• _EXERCISE DETAILS_: In the Patient Griselda post, revise the passage that opens with "Griselda marries Gualtieri, the" and closes with "wife and mother.", putting "Walter" wherever "Gualtieri" appears.

• _TEXT SECTION_:
# # # #
Friday, 20 March 2009

Patient Griselda

An excellent article by Colin Burrow ('She Doesn’t Protest'; reviewing J.G. Nichols' new translation of The Decameron by Giovanni Boccaccio) discussing, amongst other things, the story of Patient Griselda:

Griselda marries Gualtieri, the Marquis of Saluzzo. He tests her by declaring that their first child—a daughter—must be put to death, likewise their second child—a son. Griselda obediently gives up both of them without protest and each is secreted away and raised rather than killed. In a final test, Gualtieri publicly renounces Griselda, claiming he has been granted papal dispensation to divorce and marry a better woman; she goes to live with her father. Some years later, Gualtieri announces he is to remarry and recalls Griselda as a servant to prepare the wedding celebrations. He introduces her to a twelve-year-old girl he claims is to be his bride but who is really their daughter; Griselda wishes them well. At this Gualtieri reveals his plan and Griselda joyously retakes her place as wife and mother.
# # # #
• _EXCERPTED DATA_:
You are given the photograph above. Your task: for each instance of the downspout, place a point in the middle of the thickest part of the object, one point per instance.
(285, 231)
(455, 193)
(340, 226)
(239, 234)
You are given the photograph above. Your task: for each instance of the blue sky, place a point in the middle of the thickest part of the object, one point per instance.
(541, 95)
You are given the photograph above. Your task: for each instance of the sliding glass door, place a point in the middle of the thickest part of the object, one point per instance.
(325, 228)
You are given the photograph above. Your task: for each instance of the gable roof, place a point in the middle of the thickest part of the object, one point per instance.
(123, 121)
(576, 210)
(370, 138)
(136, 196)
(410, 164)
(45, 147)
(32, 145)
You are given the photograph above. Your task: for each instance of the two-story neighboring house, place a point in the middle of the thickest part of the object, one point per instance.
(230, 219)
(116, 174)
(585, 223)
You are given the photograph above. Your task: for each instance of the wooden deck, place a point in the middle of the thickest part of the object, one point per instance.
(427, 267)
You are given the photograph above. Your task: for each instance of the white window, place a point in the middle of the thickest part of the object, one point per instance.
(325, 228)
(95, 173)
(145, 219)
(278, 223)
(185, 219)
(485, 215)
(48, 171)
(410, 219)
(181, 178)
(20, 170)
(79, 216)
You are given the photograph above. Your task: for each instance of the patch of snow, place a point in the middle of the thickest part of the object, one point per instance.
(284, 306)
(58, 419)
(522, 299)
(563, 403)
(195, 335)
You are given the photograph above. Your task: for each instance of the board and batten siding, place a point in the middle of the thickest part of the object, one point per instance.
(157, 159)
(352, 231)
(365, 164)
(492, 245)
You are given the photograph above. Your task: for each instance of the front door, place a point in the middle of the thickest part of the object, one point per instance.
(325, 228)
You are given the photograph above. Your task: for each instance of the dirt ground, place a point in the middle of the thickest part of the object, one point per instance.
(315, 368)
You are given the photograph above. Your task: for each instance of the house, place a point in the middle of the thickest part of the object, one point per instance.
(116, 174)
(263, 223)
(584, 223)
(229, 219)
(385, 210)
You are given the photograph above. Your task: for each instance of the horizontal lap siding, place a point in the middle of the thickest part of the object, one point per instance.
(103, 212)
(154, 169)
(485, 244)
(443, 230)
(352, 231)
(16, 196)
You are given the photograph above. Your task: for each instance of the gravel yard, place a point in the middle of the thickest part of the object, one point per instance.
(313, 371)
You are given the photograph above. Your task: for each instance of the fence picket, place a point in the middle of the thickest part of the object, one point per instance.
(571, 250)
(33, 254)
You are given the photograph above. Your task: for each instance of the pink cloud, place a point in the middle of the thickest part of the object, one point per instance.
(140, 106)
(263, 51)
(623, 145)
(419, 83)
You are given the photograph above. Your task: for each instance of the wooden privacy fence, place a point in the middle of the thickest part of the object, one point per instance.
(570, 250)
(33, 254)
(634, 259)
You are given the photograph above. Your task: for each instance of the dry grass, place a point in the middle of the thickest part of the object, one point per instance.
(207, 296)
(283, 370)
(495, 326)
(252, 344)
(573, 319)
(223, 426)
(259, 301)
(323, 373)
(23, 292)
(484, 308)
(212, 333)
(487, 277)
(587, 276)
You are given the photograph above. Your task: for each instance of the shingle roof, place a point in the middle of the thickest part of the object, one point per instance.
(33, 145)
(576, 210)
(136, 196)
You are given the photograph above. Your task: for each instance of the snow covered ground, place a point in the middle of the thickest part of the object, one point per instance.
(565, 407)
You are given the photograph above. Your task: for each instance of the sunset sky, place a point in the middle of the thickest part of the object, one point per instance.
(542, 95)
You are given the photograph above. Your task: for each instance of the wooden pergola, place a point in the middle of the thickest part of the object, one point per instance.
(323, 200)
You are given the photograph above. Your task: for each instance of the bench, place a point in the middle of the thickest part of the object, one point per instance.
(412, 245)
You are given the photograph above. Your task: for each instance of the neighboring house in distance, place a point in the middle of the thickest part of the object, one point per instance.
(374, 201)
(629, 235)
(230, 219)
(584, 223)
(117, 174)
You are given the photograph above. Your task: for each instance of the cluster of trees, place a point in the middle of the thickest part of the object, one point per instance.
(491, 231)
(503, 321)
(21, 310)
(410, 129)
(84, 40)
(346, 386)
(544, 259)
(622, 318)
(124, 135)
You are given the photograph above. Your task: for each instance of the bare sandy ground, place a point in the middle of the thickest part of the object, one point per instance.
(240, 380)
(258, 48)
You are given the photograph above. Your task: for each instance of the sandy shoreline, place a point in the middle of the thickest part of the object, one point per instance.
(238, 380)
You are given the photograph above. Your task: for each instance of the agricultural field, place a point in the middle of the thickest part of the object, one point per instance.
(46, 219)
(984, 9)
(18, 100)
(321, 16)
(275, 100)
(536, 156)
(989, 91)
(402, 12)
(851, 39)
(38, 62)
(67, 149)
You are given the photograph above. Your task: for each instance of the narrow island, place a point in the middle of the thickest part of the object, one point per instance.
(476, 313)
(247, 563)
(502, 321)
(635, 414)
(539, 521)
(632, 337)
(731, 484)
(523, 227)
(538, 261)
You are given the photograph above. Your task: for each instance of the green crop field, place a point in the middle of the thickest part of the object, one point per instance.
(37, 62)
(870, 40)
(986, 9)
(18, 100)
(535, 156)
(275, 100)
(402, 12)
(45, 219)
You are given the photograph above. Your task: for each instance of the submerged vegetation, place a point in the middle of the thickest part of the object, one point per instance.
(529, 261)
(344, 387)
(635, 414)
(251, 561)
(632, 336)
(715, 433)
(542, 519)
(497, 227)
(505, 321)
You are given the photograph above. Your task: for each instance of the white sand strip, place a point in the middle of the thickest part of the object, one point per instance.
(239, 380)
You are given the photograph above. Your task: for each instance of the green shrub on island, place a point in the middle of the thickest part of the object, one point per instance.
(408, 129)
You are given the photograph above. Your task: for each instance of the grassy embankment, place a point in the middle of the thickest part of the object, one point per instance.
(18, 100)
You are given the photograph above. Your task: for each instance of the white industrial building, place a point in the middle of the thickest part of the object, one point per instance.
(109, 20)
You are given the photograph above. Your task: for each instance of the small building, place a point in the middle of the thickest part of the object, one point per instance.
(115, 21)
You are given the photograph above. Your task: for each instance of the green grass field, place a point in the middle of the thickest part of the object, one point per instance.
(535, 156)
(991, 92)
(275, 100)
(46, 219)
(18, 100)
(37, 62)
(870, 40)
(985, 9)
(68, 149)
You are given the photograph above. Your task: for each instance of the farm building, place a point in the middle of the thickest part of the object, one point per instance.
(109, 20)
# # # #
• _FINAL ANSWER_:
Griselda marries Walter, the Marquis of Saluzzo. He tests her by declaring that their first child—a daughter—must be put to death, likewise their second child—a son. Griselda obediently gives up both of them without protest and each is secreted away and raised rather than killed. In a final test, Walter publicly renounces Griselda, claiming he has been granted papal dispensation to divorce and marry a better woman; she goes to live with her father. Some years later, Walter announces he is to remarry and recalls Griselda as a servant to prepare the wedding celebrations. He introduces her to a twelve-year-old girl he claims is to be his bride but who is really their daughter; Griselda wishes them well. At this Walter reveals his plan and Griselda joyously retakes her place as wife and mother.